Reproduce all the following items in full, requests included, but multiply every coordinate in the answers by 1.35 and round each result to the nearest whole number, with halves rounded up.

(Coordinate annotation entries)
┄┄┄┄┄┄┄┄┄┄

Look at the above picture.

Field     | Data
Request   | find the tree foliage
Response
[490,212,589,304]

┄┄┄┄┄┄┄┄┄┄

§ Full solution
Look at the above picture.

Field     | Data
Request   | find the tree foliage
Response
[662,286,795,410]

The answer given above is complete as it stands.